## Supplied data:
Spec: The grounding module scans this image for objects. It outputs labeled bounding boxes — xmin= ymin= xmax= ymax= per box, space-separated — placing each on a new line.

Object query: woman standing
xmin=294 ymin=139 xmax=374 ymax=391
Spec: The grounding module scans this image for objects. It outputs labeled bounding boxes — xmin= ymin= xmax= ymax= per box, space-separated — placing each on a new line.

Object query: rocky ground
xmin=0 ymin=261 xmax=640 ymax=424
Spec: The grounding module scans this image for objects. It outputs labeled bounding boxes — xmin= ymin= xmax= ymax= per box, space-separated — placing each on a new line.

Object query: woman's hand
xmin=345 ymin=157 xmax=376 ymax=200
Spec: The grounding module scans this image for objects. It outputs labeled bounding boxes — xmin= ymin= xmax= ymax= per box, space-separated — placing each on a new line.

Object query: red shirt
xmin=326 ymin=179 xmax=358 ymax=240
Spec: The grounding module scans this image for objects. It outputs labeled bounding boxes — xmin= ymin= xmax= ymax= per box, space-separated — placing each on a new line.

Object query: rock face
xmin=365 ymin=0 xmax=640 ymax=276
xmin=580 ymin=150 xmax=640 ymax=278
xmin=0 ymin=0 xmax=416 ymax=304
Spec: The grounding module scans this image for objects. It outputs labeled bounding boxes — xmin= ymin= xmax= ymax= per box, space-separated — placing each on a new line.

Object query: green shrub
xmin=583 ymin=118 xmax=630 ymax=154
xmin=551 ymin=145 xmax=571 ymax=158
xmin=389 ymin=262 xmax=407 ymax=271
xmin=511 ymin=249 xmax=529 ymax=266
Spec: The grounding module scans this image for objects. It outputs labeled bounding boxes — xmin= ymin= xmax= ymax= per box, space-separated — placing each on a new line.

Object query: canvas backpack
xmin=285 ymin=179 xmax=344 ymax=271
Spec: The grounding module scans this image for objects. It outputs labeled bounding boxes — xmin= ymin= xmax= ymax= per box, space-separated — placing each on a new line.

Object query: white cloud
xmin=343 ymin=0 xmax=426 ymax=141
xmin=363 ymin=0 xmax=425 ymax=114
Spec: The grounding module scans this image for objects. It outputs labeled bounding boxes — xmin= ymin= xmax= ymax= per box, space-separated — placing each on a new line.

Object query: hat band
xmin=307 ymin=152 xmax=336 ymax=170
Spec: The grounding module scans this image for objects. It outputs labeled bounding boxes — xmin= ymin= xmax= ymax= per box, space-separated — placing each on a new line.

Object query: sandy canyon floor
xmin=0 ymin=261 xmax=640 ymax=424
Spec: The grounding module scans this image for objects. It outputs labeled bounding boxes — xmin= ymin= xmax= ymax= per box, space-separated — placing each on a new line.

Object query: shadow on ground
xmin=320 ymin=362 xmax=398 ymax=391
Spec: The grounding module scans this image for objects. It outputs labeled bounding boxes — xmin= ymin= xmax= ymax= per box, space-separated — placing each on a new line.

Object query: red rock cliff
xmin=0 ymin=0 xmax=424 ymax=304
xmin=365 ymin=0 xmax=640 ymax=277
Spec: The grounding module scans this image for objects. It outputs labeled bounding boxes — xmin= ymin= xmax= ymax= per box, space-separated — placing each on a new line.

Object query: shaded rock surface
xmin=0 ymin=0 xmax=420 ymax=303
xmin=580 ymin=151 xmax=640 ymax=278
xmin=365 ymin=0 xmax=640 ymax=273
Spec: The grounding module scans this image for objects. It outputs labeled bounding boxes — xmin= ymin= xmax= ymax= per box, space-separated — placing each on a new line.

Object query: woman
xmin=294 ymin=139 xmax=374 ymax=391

## What to work on:
Change each "Object query" in the data above to "Search term" and write it all out again, with nothing else altered.

## The completed task:
Spec: The grounding module scans this image for objects. It outputs labeled bounding boxes — xmin= ymin= xmax= ymax= per box, space-separated — placing each on a new line.

Search term: woman standing
xmin=294 ymin=139 xmax=374 ymax=391
Spec: The grounding module scans this image for objects. It outputs labeled bounding boxes — xmin= ymin= xmax= ymax= per box, space-separated — placing each on a new line.

Search term: rocky ground
xmin=0 ymin=261 xmax=640 ymax=424
Spec: The grounding module scans this image for objects. It outputs labeled bounding boxes — xmin= ymin= xmax= ymax= per box, space-separated — placing each on a new line.

Search term: woman's hand
xmin=345 ymin=157 xmax=376 ymax=200
Spec: The grounding module scans this image for objects. It outputs labeled bounding boxes — xmin= ymin= xmax= ymax= per box, space-separated — placing each on a new line.

Search term: red shirt
xmin=326 ymin=179 xmax=358 ymax=240
Spec: The grounding module scans this image for objects. It outputs labeled bounding boxes — xmin= ymin= xmax= ymax= per box, space-separated — placing each on a new line.

Search term: rock face
xmin=365 ymin=0 xmax=640 ymax=276
xmin=580 ymin=150 xmax=640 ymax=278
xmin=0 ymin=0 xmax=416 ymax=304
Spec: The grounding module scans this image for objects. It outputs labeled bounding boxes — xmin= ymin= xmax= ymax= per box, space-separated — placing each on a new line.

Search term: green shrub
xmin=583 ymin=118 xmax=630 ymax=154
xmin=551 ymin=145 xmax=571 ymax=158
xmin=389 ymin=262 xmax=407 ymax=271
xmin=511 ymin=249 xmax=529 ymax=266
Spec: The grounding module scans this image for objects. It outputs labeled bounding boxes — xmin= ymin= xmax= ymax= per box, space-separated — placing each on a new line.

Search term: canvas backpack
xmin=285 ymin=179 xmax=344 ymax=271
Spec: The grounding module scans this image for objects. It outputs labeled bounding boxes — xmin= ymin= xmax= ymax= per box, space-separated — placing each on a new line.

Search term: white cloud
xmin=343 ymin=0 xmax=426 ymax=141
xmin=363 ymin=0 xmax=425 ymax=114
Spec: The grounding module scans this image for objects. It outputs labeled bounding boxes — xmin= ymin= xmax= ymax= per box, space-separated — placing each on a new line.

Search term: hat band
xmin=307 ymin=152 xmax=336 ymax=170
Spec: The grounding module scans this image for objects. It outputs labeled bounding boxes — xmin= ymin= xmax= ymax= per box, space-separated — placing each on a new line.

Search term: sandy canyon floor
xmin=0 ymin=261 xmax=640 ymax=424
Spec: The grounding module scans this image for objects. It outputs labeled bounding boxes — xmin= ymin= xmax= ymax= per box, space-separated — placing each on a new line.

Search term: shadow on ground
xmin=320 ymin=362 xmax=398 ymax=391
Spec: The grounding module scans this image for objects. It outputs labeled bounding boxes — xmin= ymin= xmax= ymax= per box, space-separated — placing each on a new line.

Search term: red rock cliff
xmin=0 ymin=0 xmax=424 ymax=304
xmin=365 ymin=0 xmax=640 ymax=277
Spec: The grounding module scans this image for objects. It outputs labeled bounding boxes — xmin= ymin= xmax= ymax= per box, space-separated — placing each on a new line.

Search term: shaded rock surface
xmin=0 ymin=0 xmax=420 ymax=303
xmin=580 ymin=151 xmax=640 ymax=278
xmin=365 ymin=0 xmax=640 ymax=273
Spec: The grounding module scans this image for objects. It outputs labeled bounding boxes — xmin= ymin= xmax= ymax= per box, space-separated — placing each on a new line.

Search term: woman
xmin=294 ymin=139 xmax=374 ymax=391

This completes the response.